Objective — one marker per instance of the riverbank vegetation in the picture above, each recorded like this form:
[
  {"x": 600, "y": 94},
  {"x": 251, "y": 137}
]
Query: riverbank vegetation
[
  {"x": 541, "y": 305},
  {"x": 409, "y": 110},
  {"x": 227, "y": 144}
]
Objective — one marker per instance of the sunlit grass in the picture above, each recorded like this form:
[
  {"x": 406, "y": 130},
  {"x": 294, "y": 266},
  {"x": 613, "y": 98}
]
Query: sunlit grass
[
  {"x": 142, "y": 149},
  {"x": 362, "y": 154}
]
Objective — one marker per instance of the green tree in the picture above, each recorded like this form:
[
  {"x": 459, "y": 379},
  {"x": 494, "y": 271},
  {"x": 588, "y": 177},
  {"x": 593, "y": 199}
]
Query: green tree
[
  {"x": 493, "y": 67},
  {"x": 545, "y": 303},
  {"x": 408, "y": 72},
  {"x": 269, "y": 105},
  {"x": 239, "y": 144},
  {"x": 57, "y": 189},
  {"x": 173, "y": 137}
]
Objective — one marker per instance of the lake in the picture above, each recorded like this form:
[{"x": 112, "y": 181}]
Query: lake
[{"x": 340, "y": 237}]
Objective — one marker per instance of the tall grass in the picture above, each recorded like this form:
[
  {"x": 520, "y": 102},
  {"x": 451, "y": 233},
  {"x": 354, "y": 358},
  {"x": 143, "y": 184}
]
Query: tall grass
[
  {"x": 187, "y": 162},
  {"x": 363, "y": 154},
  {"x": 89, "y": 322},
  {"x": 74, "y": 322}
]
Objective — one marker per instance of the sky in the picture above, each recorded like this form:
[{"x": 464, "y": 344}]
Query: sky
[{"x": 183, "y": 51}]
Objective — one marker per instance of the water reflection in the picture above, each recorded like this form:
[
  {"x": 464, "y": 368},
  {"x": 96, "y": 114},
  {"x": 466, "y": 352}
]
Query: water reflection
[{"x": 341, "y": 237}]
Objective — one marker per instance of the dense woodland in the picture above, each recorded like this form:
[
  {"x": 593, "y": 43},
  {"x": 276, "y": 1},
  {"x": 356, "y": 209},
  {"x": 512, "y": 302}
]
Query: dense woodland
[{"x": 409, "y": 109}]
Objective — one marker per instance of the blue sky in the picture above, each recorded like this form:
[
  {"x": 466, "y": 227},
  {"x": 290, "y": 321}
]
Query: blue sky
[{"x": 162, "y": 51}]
☆ ☆ ☆
Each entry above needs to be retyped exactly.

Solved exercise:
Objective — one marker per instance of the riverbank vegetation in the picture above, each recorded like this form:
[
  {"x": 600, "y": 94},
  {"x": 251, "y": 137}
]
Query: riverbank vegetation
[
  {"x": 541, "y": 305},
  {"x": 409, "y": 110},
  {"x": 227, "y": 144}
]
Objective — one marker per instance of the sunlit grass in the picture above, each recorded like this form:
[
  {"x": 406, "y": 130},
  {"x": 294, "y": 266},
  {"x": 613, "y": 98}
]
Query: sunlit grass
[
  {"x": 142, "y": 149},
  {"x": 362, "y": 154}
]
Objective — one marker per instance of the green tree in the picture above, each recorded like this form:
[
  {"x": 459, "y": 379},
  {"x": 494, "y": 271},
  {"x": 588, "y": 177},
  {"x": 593, "y": 199}
]
Query: green tree
[
  {"x": 493, "y": 67},
  {"x": 545, "y": 303},
  {"x": 408, "y": 72},
  {"x": 269, "y": 105},
  {"x": 239, "y": 144},
  {"x": 57, "y": 189},
  {"x": 173, "y": 137}
]
Objective — one marker per instance of the lake in the picture above, each recorded like this form:
[{"x": 112, "y": 181}]
Query: lake
[{"x": 340, "y": 237}]
Objective — one marker per instance of the tall grass in the picture above, each recorded like this form:
[
  {"x": 520, "y": 102},
  {"x": 451, "y": 233},
  {"x": 354, "y": 358},
  {"x": 143, "y": 184}
]
Query: tall grass
[
  {"x": 187, "y": 162},
  {"x": 363, "y": 154},
  {"x": 89, "y": 322},
  {"x": 74, "y": 322}
]
Objective — one marker per instance of the sky in the picture above, each recorded like this form:
[{"x": 464, "y": 344}]
Query: sky
[{"x": 183, "y": 51}]
Objective — one marker per instance of the water reflection in the picture above, each recorded like this form:
[
  {"x": 464, "y": 368},
  {"x": 96, "y": 114},
  {"x": 466, "y": 352}
]
Query: water reflection
[{"x": 341, "y": 237}]
Objective — one marker per instance of the dense woodland in the picture above, each recorded like this form:
[
  {"x": 593, "y": 43},
  {"x": 276, "y": 1},
  {"x": 356, "y": 209},
  {"x": 512, "y": 302}
]
Query: dense woodland
[{"x": 409, "y": 109}]
Objective — one marker per instance of the blue sky in the picture above, each recorded like this form:
[
  {"x": 466, "y": 227},
  {"x": 290, "y": 321}
]
Query: blue sky
[{"x": 162, "y": 51}]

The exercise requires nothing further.